**Brief:** Please repeat every entry exactly as given, apart from dropping the images.

Data shown: Begin

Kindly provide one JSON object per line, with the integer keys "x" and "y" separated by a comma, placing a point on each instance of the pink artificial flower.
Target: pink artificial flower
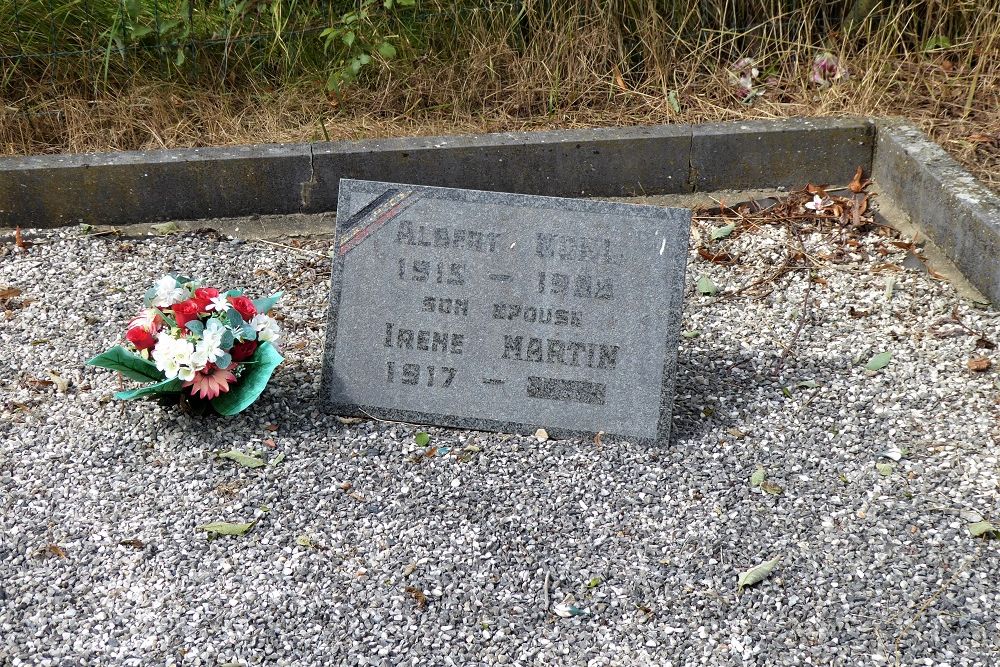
{"x": 826, "y": 69}
{"x": 210, "y": 382}
{"x": 141, "y": 329}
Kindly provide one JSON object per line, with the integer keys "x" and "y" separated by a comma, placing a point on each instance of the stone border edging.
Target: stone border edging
{"x": 947, "y": 203}
{"x": 143, "y": 187}
{"x": 955, "y": 210}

Data shown: End

**Exercise result:**
Kindly provide one JSON object per line, with the integer keys "x" and "y" separated by a comma, placing a point on each instance of the pink artificial flower.
Target: pink artificial flower
{"x": 826, "y": 69}
{"x": 210, "y": 382}
{"x": 141, "y": 329}
Kindly provide one JSON object per line, with the integer keys "x" and "y" separated by a comma, placing a point on each instance of the stone border edging.
Target: stone border edging
{"x": 947, "y": 203}
{"x": 143, "y": 187}
{"x": 955, "y": 210}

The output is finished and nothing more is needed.